┌─ EXCERPT PROVIDED

Here, we introduce the concept of “outdoor days” to describe how climate change can affect quality of life for different communities and individuals. An outdoor day is characterized by moderate temperature, neither too cold nor too hot, allowing most people to enjoy outdoor activities. The number of “outdoor days” is a non-linear function of the daily surface air temperature. If the latter falls within a specific range describing assumed thermal comfort conditions, then we assign that day as an “outdoor day.”

Using this function, we describe climate change impacts on temperature differently compared to other studies which often describe these impacts in terms of the linear averaging of daily surface air temperature. The introduction of this new concept offers another way for communicating how climate change may impact the quality of life for individuals who usually plan their outdoor activities based on how local weather conditions compare to their preferred levels of thermal comfort.

Based on our analysis of regional variations in “outdoor days”, we present observational and modeling evidence of a north-south disparity in climate change impacts. Under high emission scenarios, CMIP5 and CMIP6 models project fewer “outdoor days” for people living in developing countries, primarily located in low latitude regions. Meanwhile, developed countries in middle and high latitude regions could gain more “outdoor days,” redistributed across seasons.

The reason for the research makes perfect sense, once you think about it. For most people, reading about the difference between a global average temperature rise of 1.5º C versus 2º C doesn’t conjure up a clear image of how their daily lives will actually be affected. The new concept of “outdoor days” makes it easier for non-scientists to appreciate the impact that rising temperatures have on daily life, MIT says.

Outdoor Days Can Lead To A Deeper Understanding

The new “outdoor days” concept describes the number of days per year that outdoor temperatures are neither too hot nor too cold for people to go about normal outdoor activities, whether work or leisure, in reasonable comfort. Describing the impact of rising temperatures in those terms reveals some significant global disparities, the researchers say.

Eltahir says he got the idea for this new system during his hour-long daily walks in the Boston area. “That’s how I interface with the temperature every day,” he says. He found that there have been more winter days recently when he could walk comfortably than in past years. Originally from Sudan, he says that when he returned there for visits, the opposite was the case. In winter, the weather tends to be relatively comfortable, but the number of moderate winter days has been declining. “There are fewer days that are really suitable for outdoor activity,” Eltahir says.

└─
┌─ RECORD EXTRACTS

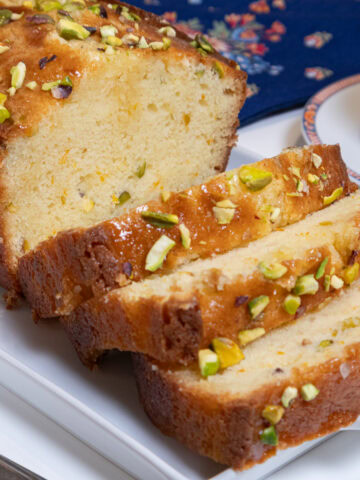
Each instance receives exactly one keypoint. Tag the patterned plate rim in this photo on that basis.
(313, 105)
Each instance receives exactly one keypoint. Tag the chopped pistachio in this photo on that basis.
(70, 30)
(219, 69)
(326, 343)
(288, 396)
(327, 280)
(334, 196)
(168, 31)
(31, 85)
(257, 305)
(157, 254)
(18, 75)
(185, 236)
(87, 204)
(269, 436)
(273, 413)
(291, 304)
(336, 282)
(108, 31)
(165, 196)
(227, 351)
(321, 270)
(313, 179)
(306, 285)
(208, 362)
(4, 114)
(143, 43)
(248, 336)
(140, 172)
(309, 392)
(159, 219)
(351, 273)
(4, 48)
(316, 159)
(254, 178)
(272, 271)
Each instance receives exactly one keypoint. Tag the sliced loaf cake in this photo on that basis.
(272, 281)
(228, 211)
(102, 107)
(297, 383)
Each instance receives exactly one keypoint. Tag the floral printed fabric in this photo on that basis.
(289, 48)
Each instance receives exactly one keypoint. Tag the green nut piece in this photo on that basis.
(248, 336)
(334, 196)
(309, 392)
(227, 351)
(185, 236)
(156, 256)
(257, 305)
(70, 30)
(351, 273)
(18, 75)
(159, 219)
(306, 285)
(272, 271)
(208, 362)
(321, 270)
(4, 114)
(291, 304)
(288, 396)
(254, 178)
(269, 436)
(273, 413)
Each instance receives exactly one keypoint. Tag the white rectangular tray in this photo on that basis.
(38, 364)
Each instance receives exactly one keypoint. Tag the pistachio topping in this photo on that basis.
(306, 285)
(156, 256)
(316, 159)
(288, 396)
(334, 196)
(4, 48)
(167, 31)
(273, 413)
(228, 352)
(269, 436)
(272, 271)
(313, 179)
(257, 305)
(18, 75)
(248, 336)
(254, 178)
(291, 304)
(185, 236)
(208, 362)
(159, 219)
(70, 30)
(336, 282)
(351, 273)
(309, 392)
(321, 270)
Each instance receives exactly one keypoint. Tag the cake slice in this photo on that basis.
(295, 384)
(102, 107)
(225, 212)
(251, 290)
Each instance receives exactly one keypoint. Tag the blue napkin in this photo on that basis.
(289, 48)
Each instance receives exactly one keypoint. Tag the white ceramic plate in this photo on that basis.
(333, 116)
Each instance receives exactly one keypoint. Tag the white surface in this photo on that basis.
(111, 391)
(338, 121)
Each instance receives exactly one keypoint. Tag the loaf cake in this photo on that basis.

└─

WHAT YOU HAVE TO DO:
Retype the stretch of the outdoor days passage from "Outdoor Days Can" through "the researchers say." word for word. Rely only on the passage about outdoor days.

WRITTEN SOLUTION:
Outdoor Days Can Lead To A Deeper Understanding

The new “outdoor days” concept describes the number of days per year that outdoor temperatures are neither too hot nor too cold for people to go about normal outdoor activities, whether work or leisure, in reasonable comfort. Describing the impact of rising temperatures in those terms reveals some significant global disparities, the researchers say.